• **What you need to do**
(a) In the passage on Red Lion's corporate history, what does the part that opens with "Red Lion Hotels, Inc." and closes with "Agreement to Red Lion." read like when you switch "Management Agreement" to "Operating Agreement"? Give that part again with the change made.
(b) According to the passage on Red Lion's corporate history, on what date did Red Lion become a wholly owned subsidiary of Doubletree?

• **Extract to read**
——

Red Lion Hotels, Inc. ("Red Lion") was incorporated in Delaware in March 1994
and commenced operations in March 1995.  On August 1, 1995, Historical Red Lion
contributed substantially all of its assets (excluding 17 hotels and certain
related obligations, certain minority joint venture interests and certain
current assets) and certain liabilities to Red Lion.  In connection with this
transaction, Historical Red Lion assigned the Management Agreement to Red Lion.
The Management Agreement expires in 2012 and can be extended for an additional
ten five-year periods.  The general partner of the Partnership is Red Lion
Properties, Inc. (the "General Partner"), a wholly owned subsidiary of Red Lion.

On November 8, 1996, Red Lion became a wholly owned subsidiary of Doubletree
Corporation ("Doubletree") pursuant to a merger transaction in which all
outstanding shares of Red Lion common stock were converted into cash and shares
of Doubletree common stock.  Red Lion, as a wholly owned subsidiary of
Doubletree, continues to operate and manage the Hotels under the Management
Agreement.  Doubletree files reports and other information with the Securities
and Exchange Commission in accordance with the Securities Exchange Act of 1934.

——

• **Data section**
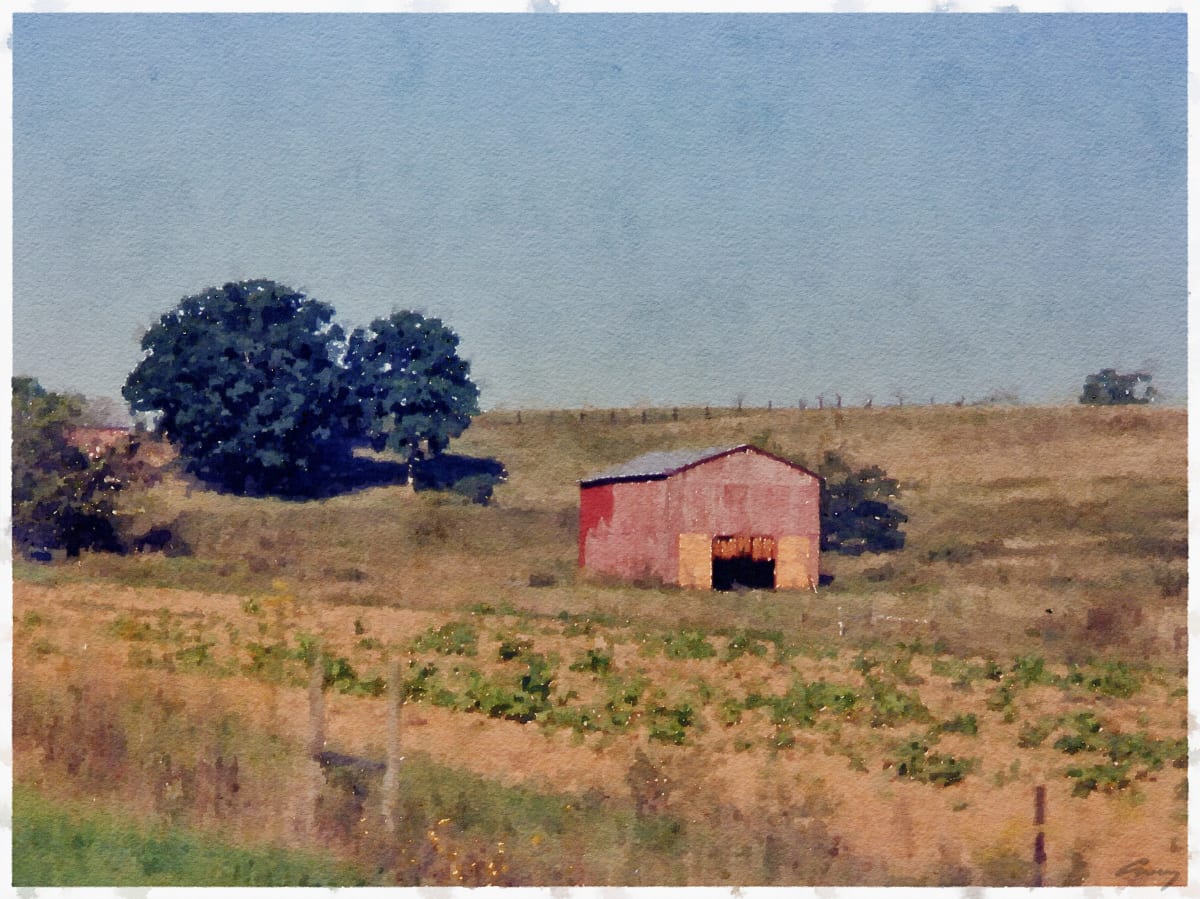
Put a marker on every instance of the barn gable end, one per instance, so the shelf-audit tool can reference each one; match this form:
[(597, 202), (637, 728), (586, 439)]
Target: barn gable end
[(719, 516)]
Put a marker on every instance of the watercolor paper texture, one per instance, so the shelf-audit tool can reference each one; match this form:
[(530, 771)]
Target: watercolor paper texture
[(645, 450)]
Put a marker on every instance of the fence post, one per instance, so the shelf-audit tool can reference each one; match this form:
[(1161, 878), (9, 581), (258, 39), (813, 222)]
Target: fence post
[(391, 773), (316, 737), (1039, 841)]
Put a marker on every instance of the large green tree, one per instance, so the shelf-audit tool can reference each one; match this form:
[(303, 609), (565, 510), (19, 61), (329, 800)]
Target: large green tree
[(1110, 388), (262, 393), (858, 511), (412, 390), (247, 385)]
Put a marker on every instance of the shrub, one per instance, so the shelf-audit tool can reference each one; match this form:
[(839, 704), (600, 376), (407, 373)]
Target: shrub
[(891, 706), (965, 724), (743, 642), (1114, 679), (804, 701), (1030, 670), (1035, 735), (669, 724), (915, 760), (511, 648)]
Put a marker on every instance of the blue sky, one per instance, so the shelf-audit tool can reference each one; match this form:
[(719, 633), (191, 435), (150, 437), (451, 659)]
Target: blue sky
[(622, 209)]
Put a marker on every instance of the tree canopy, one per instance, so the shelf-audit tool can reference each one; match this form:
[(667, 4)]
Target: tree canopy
[(1110, 388), (61, 496), (412, 390), (263, 394), (858, 511)]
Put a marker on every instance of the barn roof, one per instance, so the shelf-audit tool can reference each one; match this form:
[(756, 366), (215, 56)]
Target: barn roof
[(663, 463)]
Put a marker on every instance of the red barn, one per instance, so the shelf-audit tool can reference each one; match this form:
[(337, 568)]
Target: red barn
[(709, 519)]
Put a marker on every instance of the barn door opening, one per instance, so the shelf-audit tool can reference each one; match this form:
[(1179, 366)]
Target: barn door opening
[(743, 562)]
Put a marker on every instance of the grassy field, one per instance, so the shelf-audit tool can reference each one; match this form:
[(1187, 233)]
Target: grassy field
[(563, 729)]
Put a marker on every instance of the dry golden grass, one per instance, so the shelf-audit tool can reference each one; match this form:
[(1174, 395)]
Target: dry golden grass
[(1050, 532)]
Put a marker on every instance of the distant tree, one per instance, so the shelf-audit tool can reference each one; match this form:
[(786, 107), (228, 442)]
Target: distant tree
[(263, 394), (411, 390), (249, 388), (857, 509), (61, 496), (1108, 388)]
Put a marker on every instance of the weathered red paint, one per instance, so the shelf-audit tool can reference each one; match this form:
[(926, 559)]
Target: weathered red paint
[(631, 528), (595, 507)]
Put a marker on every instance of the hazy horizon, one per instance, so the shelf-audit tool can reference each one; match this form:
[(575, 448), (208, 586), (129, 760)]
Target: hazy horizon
[(623, 210)]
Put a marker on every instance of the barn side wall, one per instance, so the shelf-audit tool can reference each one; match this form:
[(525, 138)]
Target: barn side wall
[(739, 493)]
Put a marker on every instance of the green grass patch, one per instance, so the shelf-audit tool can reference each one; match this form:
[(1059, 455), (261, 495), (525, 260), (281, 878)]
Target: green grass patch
[(71, 845)]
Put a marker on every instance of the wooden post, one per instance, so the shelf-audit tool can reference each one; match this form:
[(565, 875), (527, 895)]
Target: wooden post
[(316, 707), (315, 777), (391, 773), (1039, 841)]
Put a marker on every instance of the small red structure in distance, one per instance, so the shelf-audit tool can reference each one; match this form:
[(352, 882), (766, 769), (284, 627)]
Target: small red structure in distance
[(720, 517)]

——

• **Answers provided**
(a)
Red Lion Hotels, Inc. ("Red Lion") was incorporated in Delaware in March 1994
and commenced operations in March 1995.  On August 1, 1995, Historical Red Lion
contributed substantially all of its assets (excluding 17 hotels and certain
related obligations, certain minority joint venture interests and certain
current assets) and certain liabilities to Red Lion.  In connection with this
transaction, Historical Red Lion assigned the Operating Agreement to Red Lion.

(b) November 8, 1996.